--- start of Dataset rows ---
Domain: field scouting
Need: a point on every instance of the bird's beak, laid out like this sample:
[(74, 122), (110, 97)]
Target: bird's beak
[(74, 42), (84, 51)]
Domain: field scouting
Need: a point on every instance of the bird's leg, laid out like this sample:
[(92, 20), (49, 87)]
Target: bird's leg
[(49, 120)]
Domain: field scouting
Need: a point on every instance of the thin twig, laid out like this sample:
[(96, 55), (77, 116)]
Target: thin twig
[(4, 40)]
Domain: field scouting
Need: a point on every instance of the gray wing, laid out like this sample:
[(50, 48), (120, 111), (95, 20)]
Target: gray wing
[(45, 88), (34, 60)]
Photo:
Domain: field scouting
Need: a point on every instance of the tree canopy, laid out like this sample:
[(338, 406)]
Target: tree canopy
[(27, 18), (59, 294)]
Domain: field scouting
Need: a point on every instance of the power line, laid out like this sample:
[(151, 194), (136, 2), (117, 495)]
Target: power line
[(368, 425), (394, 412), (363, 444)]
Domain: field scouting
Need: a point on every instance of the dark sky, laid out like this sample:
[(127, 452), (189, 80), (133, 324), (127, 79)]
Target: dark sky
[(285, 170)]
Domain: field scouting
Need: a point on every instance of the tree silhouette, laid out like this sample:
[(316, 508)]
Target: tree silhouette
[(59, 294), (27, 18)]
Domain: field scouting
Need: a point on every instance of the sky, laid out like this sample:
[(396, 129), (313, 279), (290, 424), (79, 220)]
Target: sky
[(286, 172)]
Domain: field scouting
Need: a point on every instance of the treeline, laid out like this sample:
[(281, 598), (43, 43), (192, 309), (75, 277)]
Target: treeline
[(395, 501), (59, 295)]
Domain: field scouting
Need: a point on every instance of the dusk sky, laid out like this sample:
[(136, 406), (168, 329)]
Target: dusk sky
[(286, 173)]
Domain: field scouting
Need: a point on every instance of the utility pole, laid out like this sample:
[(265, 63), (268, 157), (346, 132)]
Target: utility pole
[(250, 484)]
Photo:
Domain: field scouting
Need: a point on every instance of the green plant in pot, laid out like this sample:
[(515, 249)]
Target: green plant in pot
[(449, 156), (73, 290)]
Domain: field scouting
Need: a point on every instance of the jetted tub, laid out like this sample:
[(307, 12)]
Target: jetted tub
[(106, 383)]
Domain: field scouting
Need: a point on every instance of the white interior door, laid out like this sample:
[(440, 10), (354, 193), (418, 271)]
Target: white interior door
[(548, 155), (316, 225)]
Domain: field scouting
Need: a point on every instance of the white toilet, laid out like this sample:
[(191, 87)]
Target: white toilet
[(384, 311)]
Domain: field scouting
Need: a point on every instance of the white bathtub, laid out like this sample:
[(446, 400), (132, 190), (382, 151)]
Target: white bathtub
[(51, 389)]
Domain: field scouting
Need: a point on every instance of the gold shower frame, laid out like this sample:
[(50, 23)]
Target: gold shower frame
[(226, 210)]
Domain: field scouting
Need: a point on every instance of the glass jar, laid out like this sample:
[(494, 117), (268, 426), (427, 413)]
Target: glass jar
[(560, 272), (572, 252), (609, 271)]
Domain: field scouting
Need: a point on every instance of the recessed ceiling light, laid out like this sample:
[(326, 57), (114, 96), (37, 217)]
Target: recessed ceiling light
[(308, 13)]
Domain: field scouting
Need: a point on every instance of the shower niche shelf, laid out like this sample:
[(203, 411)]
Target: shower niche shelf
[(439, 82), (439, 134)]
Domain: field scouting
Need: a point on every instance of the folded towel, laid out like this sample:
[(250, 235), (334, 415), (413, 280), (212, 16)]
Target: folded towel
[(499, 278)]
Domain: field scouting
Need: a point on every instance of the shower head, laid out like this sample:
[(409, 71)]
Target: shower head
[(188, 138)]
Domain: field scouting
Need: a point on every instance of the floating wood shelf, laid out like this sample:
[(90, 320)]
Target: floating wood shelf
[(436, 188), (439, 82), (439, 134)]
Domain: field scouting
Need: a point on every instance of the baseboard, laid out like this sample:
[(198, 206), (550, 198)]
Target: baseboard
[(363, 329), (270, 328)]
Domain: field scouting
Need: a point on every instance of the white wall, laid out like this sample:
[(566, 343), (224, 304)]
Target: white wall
--- end of Dataset rows ---
Word for word, quote all of the data above.

Domain: field scouting
Need: a point on every instance of the bird's beak, laid out like this sample:
[(74, 122), (110, 97)]
Target: bird's beak
[(74, 42), (84, 51)]
Domain: field scouting
Need: a point on every instance of the bird's leg, laid out like this sample:
[(92, 20), (49, 87)]
Target: bird's leg
[(49, 120)]
Domain: field scouting
Need: a point on every instance of the thin twig, laid out like this sample:
[(96, 55), (77, 116)]
Target: thin twig
[(4, 40)]
Domain: field scouting
Need: a point on every instance of the gray wing, laid out like this sample:
[(50, 48), (120, 111), (95, 20)]
Target: gray wing
[(45, 88), (34, 60)]
Photo:
Domain: field scouting
Need: a point on every instance of the tree canopy, laid out like this sample:
[(338, 406)]
Target: tree canopy
[(27, 18), (59, 294)]
Domain: field scouting
Need: a point on every instance of the power line, laid out like this sample:
[(151, 194), (136, 2), (117, 495)]
Target: power line
[(368, 425), (394, 412), (363, 444)]
Domain: field scouting
Need: a point on every instance of the dark sky, laid out like this sample:
[(127, 452), (189, 80), (133, 324), (127, 79)]
Target: dark sky
[(285, 170)]
Domain: field scouting
Need: a point on every instance of the tree silhouette, laid out like this sample:
[(316, 508)]
Target: tree silhouette
[(59, 294), (27, 18)]
Domain: field scouting
Need: a point on every instance of the sky, laid out like this sample:
[(396, 129), (313, 279), (290, 424), (79, 220)]
Target: sky
[(286, 172)]
Domain: field scouting
Need: a point on every instance of the treeline, laid out like this sample:
[(281, 598), (43, 43), (192, 309), (75, 277)]
Target: treeline
[(395, 501), (59, 295)]
Domain: field scouting
Need: a point on every instance of the dusk sky, laid out like this sample:
[(136, 406), (168, 329)]
Target: dusk sky
[(286, 173)]
Domain: field scouting
Need: a point on every instance of the utility pole, laid out like this sample:
[(265, 63), (268, 157), (346, 132)]
Target: utility pole
[(250, 484)]
Photo:
Domain: field scouting
Need: a point on every instance of the green plant in pot, laid out like this sample:
[(515, 249)]
Target: green plant in pot
[(449, 156), (73, 290)]
Domain: field scouting
Need: a point on every instance of the jetted tub, laid out like this sample:
[(307, 12)]
Target: jetted tub
[(106, 383)]
Domain: field scouting
Need: a point on every instance of the white interior door, laid out like this sample:
[(440, 10), (354, 193), (418, 271)]
Target: white interior door
[(548, 155), (316, 225)]
Domain: field scouting
Need: a point on every instance of the white toilet, laid out like this sample:
[(191, 87)]
Target: white toilet
[(384, 311)]
Domain: field scouting
Need: a point on every instance of the white bathtub, laid out like this sample:
[(446, 400), (132, 190), (382, 151)]
Target: white bathtub
[(51, 389)]
Domain: field scouting
Need: a point on every instance of the gold shower frame, laid out like this sample:
[(50, 23)]
Target: gold shower frame
[(226, 210)]
Domain: field scouting
Need: a point on every instance of the glass jar, laid out like this sample:
[(494, 117), (268, 426), (427, 413)]
Target: glass jar
[(560, 272), (572, 252), (609, 271)]
Domain: field scouting
Need: a point on every instance of the recessed ceiling light, laid out like this sample:
[(326, 57), (114, 96), (37, 217)]
Target: recessed ceiling light
[(308, 13)]
Domain: field scouting
Need: a point on every instance of the shower niche shelf, laid out like this sample:
[(203, 411)]
Target: shower niche shelf
[(439, 82), (439, 134)]
Domain: field scouting
Need: a point on every instance of the folded towel, laid out like this sample:
[(250, 235), (334, 415), (413, 280), (212, 16)]
Target: folded towel
[(499, 278)]
Domain: field scouting
Need: a point on every instance of the shower head, laid out like this sample:
[(409, 71)]
Target: shower head
[(188, 138)]
Domain: field scouting
Need: a point on every instance of the floating wood shelf, laid out like this sample:
[(90, 320)]
Target: floating wood shelf
[(436, 188), (439, 82), (439, 134)]
Domain: field scouting
Need: a point on every instance of the baseboard, laid out like this sample:
[(198, 206), (550, 198)]
Target: baseboard
[(363, 329), (270, 328)]
Domain: field scouting
Need: a point on every instance of the white wall, laid out like this sample:
[(566, 343), (224, 304)]
Target: white wall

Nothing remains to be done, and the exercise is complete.